** Start of Information supplied **

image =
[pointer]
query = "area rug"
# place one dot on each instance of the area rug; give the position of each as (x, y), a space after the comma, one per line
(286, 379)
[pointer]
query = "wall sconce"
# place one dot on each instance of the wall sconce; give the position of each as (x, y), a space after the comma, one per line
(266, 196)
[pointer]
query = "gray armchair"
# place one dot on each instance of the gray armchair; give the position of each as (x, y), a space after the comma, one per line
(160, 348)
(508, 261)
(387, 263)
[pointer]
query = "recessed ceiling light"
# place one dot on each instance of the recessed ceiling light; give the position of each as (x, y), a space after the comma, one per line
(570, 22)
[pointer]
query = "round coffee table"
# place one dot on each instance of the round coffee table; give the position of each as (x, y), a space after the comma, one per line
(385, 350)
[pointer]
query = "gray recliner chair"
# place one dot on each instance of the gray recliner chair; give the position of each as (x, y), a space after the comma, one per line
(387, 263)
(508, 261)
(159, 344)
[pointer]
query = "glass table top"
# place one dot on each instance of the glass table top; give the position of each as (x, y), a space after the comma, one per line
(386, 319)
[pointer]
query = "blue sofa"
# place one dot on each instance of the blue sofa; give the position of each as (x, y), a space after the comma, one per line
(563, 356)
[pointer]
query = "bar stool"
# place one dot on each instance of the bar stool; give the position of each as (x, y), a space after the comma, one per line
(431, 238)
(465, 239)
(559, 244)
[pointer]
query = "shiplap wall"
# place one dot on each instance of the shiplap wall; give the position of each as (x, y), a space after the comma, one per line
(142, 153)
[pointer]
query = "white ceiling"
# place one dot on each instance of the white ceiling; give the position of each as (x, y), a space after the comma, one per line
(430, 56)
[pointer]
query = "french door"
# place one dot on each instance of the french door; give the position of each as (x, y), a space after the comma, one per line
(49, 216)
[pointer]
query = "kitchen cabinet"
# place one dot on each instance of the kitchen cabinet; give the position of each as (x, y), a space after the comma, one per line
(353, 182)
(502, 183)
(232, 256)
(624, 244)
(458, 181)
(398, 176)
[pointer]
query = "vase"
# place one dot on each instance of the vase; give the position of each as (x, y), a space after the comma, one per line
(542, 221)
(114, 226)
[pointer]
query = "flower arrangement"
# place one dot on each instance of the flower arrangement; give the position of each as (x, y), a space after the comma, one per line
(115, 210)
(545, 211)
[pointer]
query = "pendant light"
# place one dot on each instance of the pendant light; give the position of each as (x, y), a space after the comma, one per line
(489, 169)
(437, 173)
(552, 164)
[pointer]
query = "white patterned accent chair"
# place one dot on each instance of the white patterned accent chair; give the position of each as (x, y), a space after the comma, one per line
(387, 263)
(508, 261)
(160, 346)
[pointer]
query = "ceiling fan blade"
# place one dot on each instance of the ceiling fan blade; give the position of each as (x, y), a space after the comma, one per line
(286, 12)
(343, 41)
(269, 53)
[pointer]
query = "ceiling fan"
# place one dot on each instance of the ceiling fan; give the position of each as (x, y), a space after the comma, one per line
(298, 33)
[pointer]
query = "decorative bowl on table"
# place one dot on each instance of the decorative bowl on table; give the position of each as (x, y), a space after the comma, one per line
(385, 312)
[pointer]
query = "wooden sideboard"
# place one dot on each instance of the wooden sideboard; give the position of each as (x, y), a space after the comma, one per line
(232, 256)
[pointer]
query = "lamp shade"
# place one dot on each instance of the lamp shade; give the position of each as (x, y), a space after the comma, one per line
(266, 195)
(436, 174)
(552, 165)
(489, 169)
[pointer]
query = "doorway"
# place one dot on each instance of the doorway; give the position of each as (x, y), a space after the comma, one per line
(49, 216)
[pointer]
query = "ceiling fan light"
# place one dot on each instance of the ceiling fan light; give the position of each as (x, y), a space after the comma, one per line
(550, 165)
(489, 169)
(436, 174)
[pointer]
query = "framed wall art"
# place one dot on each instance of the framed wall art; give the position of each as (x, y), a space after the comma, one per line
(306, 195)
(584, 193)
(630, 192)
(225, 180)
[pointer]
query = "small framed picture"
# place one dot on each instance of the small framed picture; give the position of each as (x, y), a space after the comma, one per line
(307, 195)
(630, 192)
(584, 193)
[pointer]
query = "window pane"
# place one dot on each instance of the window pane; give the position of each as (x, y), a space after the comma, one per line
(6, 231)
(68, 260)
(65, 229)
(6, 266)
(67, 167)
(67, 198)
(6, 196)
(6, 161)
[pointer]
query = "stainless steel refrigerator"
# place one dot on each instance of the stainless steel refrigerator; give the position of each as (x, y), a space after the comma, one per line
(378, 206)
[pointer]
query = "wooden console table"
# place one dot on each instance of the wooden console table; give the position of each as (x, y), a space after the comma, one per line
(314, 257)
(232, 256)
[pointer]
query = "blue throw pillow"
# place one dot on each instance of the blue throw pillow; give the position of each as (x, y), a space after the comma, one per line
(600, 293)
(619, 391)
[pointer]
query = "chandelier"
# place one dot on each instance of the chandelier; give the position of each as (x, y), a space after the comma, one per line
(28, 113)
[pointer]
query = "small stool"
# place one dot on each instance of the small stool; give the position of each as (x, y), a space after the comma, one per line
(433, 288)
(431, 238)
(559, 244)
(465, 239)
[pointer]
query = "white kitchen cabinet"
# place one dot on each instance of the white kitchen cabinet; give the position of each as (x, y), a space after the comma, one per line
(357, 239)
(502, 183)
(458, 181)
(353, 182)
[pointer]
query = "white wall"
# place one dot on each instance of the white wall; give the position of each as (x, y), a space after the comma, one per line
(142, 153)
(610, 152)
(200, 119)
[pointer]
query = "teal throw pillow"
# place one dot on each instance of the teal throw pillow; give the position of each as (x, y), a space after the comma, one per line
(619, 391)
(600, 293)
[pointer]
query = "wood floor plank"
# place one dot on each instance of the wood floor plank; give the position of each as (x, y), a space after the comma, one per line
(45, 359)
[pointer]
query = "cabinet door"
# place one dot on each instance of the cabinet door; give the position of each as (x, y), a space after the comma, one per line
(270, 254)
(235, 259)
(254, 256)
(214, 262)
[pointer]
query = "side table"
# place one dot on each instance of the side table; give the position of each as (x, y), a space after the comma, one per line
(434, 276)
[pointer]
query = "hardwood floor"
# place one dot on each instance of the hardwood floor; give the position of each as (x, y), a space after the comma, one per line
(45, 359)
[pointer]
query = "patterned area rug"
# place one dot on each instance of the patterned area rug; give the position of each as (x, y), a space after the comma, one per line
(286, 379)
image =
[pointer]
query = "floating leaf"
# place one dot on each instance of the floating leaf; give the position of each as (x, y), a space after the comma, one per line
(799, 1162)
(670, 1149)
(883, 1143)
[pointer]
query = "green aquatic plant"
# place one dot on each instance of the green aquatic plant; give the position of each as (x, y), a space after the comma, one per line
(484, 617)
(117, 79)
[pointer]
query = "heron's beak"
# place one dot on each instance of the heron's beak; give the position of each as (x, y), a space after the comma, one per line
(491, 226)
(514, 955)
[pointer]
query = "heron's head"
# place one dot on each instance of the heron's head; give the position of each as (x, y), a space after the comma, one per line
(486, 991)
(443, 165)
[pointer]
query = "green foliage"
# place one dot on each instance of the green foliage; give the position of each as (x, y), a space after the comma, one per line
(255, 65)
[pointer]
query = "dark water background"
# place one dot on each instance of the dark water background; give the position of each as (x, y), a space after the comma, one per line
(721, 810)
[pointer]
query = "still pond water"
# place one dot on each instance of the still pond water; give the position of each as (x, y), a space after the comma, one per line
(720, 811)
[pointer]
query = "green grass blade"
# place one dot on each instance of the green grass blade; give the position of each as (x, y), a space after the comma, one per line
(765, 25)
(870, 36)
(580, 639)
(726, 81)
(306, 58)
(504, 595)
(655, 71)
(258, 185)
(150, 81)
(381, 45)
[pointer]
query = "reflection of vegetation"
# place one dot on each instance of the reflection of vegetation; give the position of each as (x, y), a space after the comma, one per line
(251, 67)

** End of Information supplied **

— Directive —
In the material above, how many lines contain the string "pane"? Reply with the number alone.

— Task response —
2